* **Data to examine**
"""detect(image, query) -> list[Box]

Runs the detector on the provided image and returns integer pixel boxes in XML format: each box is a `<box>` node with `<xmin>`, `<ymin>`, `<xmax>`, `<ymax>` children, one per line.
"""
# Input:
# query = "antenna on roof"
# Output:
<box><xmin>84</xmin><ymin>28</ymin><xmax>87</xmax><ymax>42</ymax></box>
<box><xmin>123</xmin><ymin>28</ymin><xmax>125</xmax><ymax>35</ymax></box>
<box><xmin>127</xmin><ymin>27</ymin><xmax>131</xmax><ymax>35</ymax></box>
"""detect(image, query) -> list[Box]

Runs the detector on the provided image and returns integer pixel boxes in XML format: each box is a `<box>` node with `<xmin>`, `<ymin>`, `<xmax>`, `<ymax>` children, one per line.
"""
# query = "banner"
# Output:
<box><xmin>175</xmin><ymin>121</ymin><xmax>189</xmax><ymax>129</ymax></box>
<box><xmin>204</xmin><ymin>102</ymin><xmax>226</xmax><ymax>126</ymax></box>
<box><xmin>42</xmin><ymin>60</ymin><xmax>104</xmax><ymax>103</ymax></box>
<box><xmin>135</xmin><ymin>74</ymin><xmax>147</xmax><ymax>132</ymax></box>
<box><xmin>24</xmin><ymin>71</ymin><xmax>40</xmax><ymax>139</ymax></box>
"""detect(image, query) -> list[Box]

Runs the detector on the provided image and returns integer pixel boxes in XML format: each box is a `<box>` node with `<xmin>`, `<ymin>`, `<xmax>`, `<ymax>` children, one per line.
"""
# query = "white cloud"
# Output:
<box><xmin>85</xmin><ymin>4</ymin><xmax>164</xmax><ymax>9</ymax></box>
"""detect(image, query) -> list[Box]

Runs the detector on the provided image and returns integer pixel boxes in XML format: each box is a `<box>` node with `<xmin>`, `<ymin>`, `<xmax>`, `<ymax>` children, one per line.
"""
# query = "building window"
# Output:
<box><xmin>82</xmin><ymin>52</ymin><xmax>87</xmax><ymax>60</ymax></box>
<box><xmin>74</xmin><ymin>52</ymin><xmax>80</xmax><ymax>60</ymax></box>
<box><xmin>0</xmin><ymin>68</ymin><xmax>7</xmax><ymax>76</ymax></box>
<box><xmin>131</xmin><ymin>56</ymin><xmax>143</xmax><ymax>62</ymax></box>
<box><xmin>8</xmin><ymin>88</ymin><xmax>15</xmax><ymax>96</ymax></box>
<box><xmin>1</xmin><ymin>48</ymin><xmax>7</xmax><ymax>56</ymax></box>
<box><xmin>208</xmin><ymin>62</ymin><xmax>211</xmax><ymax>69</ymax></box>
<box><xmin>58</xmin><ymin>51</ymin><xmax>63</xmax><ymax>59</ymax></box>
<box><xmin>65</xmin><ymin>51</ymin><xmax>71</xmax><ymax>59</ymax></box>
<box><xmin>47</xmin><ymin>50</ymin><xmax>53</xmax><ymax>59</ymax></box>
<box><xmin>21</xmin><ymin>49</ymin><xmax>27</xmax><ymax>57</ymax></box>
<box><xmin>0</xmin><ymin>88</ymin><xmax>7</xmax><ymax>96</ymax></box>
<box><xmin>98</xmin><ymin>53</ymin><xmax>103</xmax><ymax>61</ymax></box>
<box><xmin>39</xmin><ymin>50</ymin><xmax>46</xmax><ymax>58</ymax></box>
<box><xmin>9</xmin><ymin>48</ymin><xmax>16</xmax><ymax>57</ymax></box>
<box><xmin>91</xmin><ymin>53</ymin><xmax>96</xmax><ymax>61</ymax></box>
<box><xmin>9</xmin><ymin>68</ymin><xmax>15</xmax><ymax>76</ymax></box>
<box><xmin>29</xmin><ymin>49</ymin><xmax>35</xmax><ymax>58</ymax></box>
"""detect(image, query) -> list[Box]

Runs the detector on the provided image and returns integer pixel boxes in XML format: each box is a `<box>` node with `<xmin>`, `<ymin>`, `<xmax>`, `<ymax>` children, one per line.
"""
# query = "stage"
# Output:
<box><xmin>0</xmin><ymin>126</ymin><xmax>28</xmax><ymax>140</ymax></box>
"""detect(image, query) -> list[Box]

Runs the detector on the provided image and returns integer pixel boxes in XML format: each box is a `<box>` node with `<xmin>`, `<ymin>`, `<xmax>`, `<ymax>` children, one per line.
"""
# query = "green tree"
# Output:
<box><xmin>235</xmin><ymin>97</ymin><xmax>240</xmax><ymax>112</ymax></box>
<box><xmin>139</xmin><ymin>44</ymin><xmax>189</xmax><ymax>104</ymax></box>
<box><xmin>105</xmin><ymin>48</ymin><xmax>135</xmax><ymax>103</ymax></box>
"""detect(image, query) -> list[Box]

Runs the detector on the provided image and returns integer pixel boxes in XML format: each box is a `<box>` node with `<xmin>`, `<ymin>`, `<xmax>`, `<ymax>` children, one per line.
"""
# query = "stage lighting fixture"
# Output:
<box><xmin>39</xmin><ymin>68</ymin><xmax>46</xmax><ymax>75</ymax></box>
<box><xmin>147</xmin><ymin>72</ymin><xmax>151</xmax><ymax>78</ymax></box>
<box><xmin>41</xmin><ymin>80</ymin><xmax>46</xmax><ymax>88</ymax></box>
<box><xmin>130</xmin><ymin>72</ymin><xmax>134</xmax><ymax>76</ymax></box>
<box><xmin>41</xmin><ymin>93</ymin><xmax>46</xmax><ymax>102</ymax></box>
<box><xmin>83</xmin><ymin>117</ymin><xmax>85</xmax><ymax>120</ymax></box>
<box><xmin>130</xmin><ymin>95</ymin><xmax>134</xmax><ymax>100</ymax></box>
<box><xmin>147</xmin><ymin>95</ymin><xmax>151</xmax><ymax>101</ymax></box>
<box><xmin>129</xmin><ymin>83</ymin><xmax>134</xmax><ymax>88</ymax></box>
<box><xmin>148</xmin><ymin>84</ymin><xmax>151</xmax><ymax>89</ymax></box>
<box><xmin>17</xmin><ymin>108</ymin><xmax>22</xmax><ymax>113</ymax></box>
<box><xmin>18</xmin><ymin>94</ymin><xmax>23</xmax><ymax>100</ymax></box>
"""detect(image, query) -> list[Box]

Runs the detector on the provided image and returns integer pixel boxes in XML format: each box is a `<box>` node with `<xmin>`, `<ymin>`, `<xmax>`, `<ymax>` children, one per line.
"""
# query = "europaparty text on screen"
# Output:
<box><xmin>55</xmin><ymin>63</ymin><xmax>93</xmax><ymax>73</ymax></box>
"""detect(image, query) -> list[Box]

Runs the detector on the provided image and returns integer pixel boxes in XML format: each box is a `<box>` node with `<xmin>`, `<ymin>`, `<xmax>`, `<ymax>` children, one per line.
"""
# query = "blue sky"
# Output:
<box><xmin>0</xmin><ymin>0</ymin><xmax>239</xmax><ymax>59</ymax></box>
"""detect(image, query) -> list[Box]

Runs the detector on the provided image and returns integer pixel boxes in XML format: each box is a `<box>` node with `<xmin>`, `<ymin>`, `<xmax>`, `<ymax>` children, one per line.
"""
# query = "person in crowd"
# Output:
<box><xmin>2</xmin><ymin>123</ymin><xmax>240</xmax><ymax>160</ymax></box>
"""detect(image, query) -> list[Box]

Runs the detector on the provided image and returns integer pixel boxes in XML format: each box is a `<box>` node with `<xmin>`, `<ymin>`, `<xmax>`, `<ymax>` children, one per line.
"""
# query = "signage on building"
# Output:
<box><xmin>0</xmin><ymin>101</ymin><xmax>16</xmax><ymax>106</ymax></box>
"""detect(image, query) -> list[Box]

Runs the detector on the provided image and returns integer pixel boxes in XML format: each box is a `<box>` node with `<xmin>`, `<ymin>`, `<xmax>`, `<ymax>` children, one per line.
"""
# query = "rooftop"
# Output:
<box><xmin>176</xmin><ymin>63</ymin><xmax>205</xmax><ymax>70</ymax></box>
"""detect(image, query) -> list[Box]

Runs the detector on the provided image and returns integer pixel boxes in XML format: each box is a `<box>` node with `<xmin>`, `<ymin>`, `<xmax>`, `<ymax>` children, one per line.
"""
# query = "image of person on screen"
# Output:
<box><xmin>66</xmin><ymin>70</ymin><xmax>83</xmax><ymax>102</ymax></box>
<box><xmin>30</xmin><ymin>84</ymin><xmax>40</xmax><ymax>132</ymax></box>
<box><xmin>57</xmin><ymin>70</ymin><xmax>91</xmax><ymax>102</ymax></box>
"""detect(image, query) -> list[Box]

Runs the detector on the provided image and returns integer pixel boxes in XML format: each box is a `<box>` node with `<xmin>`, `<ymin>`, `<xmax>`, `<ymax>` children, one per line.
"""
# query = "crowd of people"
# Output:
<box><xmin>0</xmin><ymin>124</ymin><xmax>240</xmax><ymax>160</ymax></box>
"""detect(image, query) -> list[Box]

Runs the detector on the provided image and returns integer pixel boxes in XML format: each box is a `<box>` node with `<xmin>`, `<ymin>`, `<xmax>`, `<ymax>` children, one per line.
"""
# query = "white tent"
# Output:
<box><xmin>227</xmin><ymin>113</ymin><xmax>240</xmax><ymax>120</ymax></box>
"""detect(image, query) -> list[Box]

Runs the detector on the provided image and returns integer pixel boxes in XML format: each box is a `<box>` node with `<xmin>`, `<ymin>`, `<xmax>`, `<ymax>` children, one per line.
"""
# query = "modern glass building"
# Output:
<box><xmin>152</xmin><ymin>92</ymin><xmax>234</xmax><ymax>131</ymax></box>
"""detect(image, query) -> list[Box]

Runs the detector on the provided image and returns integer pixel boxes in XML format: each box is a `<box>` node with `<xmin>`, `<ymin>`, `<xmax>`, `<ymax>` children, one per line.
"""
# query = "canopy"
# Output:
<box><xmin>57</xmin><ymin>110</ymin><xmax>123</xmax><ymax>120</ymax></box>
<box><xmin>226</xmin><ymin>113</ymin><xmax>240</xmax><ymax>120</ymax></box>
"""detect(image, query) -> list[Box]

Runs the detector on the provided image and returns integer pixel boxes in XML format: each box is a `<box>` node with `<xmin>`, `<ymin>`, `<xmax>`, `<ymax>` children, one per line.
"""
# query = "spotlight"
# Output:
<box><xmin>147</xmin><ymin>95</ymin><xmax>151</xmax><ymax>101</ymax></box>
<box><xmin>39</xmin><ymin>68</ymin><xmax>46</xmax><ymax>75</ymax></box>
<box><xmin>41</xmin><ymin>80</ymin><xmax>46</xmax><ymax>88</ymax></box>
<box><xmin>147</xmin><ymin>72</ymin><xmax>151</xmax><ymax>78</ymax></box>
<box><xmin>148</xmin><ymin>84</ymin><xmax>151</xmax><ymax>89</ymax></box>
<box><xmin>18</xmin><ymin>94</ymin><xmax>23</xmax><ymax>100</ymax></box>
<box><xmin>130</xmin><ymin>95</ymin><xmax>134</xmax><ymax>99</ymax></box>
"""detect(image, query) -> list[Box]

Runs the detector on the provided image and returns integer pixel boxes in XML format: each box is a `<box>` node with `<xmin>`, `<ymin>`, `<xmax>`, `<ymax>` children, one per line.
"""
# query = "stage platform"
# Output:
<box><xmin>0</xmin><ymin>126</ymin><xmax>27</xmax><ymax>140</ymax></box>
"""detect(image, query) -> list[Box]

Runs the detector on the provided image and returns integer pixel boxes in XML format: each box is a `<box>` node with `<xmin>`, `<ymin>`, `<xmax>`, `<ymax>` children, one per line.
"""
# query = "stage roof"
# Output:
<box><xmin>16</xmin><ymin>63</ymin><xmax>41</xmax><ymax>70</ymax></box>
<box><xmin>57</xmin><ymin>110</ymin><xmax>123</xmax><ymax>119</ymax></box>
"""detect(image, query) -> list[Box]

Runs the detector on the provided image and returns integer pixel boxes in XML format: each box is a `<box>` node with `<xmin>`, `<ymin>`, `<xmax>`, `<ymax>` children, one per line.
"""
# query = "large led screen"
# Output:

* **What is being asked**
Lines containing the word "building": how many are there in the data above? Reply with only that number.

* **Task solution**
3